• Goal of the exercise
Could you give the data below again exactly, apart from the pictures?

• Input records
^^^^^^^^^^^^^^^^
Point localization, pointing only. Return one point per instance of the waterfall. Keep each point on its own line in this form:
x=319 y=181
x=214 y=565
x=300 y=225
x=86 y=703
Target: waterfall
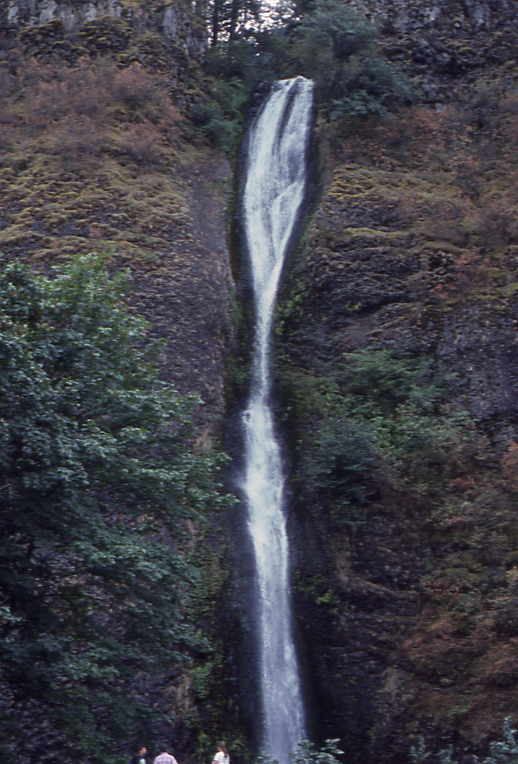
x=274 y=190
^^^^^^^^^^^^^^^^
• Exercise answer
Point localization, pointing only. Return one point per instance of the waterfall. Keep each point on its own line in this form:
x=319 y=181
x=214 y=565
x=300 y=225
x=86 y=703
Target: waterfall
x=274 y=190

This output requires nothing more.